● What to work on
Using the records below, copy out exactly the line that contains "the white curtain" and every line that follows it, up to and including the last, and no others.

● Recorded information
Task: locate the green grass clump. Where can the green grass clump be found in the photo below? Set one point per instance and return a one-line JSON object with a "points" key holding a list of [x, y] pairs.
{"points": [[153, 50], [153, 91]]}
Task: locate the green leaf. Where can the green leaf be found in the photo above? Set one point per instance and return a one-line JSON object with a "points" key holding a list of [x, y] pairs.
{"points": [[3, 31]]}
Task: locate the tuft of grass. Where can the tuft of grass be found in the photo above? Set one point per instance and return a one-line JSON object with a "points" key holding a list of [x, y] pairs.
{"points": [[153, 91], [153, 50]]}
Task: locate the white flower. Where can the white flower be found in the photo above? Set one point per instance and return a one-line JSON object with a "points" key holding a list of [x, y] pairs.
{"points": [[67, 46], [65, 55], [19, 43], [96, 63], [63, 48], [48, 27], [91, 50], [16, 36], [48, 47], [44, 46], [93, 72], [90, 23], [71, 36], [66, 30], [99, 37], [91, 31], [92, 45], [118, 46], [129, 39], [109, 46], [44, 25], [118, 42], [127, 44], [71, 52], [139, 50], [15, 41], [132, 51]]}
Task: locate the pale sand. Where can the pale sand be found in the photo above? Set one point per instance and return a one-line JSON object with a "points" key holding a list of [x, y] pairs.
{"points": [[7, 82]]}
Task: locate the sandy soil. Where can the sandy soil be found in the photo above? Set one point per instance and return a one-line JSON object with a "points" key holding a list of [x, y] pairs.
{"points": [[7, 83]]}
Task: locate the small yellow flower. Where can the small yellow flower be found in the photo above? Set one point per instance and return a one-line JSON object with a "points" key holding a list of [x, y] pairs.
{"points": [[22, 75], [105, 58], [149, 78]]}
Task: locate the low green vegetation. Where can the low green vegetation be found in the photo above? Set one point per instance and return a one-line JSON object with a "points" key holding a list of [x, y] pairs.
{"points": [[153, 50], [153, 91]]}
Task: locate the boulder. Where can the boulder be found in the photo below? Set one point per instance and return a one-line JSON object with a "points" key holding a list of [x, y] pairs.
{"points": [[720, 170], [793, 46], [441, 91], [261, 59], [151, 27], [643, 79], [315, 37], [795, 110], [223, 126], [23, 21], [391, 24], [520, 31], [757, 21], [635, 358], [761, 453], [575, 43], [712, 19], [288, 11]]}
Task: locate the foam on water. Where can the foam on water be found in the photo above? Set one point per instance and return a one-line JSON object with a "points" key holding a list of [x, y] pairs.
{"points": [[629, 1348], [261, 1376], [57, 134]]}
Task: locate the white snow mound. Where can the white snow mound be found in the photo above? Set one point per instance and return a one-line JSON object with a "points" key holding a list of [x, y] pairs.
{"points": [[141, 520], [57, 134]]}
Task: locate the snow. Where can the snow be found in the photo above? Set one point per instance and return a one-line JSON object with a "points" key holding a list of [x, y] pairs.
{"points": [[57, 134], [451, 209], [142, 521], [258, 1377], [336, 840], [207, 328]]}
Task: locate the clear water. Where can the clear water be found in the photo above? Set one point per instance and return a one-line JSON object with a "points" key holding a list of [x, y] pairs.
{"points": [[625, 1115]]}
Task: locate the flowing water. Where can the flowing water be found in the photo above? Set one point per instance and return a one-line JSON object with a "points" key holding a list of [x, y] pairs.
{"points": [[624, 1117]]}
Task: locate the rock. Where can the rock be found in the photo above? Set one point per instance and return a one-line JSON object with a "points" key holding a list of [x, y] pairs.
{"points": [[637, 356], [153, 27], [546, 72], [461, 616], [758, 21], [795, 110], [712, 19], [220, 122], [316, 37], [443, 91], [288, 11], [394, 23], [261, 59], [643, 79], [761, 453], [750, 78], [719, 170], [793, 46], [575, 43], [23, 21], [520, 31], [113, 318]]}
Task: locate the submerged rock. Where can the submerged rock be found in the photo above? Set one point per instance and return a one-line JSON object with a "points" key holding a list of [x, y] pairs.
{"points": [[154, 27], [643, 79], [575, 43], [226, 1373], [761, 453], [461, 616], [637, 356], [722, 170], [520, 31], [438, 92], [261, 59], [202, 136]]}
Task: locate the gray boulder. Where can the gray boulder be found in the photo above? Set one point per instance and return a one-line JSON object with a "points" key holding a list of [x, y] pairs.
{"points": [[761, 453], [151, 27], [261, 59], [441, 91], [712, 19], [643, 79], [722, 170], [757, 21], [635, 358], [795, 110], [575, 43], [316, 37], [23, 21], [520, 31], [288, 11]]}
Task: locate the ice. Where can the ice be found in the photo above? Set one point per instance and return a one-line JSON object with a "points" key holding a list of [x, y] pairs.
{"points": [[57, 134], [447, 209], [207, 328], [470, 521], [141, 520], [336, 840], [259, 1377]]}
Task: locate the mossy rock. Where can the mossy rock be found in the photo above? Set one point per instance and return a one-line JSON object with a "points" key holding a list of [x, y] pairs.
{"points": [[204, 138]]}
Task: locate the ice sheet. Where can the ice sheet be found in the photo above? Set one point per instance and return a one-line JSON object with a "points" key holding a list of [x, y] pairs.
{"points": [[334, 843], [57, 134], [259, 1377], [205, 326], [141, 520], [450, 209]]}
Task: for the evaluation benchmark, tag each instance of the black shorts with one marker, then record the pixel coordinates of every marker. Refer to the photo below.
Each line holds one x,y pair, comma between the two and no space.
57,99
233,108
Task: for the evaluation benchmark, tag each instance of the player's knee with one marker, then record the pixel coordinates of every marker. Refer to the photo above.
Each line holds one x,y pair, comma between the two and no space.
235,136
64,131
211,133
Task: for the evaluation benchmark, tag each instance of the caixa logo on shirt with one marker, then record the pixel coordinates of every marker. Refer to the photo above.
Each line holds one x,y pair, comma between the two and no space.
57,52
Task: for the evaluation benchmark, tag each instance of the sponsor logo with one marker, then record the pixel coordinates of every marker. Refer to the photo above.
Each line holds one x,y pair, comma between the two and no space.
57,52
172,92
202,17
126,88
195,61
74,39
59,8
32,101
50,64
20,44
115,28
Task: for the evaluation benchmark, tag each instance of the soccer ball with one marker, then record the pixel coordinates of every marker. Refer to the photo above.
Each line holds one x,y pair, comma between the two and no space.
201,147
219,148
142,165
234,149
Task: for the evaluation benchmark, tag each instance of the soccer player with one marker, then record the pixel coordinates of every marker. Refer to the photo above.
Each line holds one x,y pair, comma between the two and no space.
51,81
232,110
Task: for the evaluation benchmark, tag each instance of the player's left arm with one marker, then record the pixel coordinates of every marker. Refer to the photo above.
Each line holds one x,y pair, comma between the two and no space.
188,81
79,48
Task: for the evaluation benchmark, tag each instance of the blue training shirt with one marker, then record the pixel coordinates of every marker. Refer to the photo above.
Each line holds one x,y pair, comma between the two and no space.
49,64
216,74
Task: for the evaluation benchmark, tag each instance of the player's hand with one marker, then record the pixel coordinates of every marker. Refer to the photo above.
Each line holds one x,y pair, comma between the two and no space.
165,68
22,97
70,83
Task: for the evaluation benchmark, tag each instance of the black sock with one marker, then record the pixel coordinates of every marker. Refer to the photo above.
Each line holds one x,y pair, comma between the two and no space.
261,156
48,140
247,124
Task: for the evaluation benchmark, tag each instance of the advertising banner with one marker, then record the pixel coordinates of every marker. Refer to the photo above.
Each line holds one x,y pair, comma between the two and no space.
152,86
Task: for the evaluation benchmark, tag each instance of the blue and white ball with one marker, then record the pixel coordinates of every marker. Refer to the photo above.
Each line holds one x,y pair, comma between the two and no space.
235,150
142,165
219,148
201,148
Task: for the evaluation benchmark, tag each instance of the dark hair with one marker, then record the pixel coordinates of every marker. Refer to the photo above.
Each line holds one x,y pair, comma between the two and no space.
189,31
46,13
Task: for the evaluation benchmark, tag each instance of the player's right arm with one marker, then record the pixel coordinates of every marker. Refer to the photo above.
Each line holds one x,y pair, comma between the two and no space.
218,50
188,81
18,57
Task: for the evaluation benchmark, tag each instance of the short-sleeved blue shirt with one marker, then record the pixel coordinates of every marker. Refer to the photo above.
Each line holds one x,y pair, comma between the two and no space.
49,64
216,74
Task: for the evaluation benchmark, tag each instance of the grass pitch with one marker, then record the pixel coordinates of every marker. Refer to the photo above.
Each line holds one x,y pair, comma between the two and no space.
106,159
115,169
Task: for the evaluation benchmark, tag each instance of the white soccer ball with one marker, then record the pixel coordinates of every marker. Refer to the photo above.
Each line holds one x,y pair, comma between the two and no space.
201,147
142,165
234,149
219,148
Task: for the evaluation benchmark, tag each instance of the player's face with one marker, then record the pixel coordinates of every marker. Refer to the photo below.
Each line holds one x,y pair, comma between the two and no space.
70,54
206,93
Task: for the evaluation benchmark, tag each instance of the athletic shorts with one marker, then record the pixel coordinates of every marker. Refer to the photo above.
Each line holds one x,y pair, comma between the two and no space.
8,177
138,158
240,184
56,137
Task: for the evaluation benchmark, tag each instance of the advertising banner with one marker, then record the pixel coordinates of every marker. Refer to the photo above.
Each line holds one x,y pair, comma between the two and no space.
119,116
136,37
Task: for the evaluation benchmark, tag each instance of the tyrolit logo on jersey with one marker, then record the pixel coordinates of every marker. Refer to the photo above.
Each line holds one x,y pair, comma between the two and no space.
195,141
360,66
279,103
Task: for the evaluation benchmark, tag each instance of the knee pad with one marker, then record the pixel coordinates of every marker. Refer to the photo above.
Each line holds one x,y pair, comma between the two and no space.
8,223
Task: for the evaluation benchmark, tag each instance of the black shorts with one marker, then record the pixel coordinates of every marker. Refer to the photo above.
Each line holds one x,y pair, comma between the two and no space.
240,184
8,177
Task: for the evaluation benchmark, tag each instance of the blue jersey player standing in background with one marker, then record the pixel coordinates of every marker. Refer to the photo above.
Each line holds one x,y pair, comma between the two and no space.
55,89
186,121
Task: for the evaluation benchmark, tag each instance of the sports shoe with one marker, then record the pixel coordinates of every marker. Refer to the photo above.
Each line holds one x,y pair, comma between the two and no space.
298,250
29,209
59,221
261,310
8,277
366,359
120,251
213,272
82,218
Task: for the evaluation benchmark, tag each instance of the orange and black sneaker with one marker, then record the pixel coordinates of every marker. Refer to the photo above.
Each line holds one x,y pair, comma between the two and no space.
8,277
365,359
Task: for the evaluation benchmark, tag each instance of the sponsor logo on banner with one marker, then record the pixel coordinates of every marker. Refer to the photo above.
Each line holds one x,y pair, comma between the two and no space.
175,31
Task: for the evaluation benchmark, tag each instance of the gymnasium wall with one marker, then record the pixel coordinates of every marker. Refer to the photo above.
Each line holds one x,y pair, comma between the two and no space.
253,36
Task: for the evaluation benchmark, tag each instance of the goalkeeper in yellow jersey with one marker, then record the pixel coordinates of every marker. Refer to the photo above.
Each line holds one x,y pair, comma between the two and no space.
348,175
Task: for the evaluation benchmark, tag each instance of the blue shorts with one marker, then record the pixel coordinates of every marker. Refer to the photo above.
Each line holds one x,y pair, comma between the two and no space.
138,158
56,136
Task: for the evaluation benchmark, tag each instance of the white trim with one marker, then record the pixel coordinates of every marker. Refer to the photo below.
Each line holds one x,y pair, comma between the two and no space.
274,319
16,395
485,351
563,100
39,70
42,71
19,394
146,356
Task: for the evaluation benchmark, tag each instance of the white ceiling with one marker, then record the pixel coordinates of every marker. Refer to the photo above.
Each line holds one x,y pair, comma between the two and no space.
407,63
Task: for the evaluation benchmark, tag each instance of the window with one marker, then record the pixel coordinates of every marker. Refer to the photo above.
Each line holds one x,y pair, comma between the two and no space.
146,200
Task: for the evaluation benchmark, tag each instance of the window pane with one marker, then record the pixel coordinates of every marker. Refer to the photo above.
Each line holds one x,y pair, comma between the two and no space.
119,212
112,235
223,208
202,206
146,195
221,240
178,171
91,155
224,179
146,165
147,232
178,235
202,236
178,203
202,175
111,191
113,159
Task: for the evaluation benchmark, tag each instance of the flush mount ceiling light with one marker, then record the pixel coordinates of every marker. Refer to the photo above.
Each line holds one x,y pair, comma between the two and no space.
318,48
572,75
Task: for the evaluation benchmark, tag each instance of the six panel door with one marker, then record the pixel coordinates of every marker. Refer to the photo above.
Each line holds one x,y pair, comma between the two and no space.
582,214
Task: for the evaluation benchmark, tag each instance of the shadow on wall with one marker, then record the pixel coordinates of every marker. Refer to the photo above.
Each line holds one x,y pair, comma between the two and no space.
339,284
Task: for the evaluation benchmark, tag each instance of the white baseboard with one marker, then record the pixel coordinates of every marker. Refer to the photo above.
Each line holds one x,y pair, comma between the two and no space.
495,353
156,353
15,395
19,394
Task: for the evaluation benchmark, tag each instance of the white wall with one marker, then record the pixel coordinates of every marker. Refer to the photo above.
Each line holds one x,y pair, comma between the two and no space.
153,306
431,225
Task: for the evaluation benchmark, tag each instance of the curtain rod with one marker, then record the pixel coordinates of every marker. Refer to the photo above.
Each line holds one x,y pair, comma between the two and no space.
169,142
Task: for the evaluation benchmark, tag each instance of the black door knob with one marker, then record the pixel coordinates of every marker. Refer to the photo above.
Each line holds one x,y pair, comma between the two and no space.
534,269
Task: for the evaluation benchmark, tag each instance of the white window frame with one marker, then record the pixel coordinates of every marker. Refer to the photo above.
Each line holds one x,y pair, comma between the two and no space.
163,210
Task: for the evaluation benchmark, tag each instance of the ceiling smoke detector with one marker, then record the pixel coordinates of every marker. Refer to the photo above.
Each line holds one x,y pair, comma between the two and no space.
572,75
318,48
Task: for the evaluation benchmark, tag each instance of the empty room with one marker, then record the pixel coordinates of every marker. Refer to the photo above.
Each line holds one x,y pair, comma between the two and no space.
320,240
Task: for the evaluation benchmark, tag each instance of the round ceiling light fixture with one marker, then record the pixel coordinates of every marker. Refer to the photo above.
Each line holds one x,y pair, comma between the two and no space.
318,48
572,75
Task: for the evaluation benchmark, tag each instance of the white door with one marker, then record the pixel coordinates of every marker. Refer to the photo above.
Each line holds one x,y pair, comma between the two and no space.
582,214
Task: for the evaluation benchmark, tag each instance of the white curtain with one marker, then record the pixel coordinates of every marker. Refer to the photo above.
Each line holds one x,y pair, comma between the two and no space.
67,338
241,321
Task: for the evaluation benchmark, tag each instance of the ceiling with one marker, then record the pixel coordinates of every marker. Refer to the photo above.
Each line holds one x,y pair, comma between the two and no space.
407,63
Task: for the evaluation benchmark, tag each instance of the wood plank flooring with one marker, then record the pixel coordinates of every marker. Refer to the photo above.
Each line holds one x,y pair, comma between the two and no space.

● Solution below
Task: for the evaluation benchmark, tag each instance of the white curtain with one marker, then record the pixel coordinates of every marker. Refer to the photo above.
Each line holds one x,y pair, comma between the two and no space.
67,338
241,321
Task: for the evaluation benchmark, tag each instance of the ceiling with one marker, then record the pixel coordinates of every marker. Refer to the photo above.
Each line holds one x,y pair, comma between the two and no space.
407,63
Task: for the evaluation benchmark, tag each instance of the wood plank flooring with one marker, then record the pixel coordinates of every marker. Refer to the photo above.
Each line holds one x,y pair, comma between the two and no space.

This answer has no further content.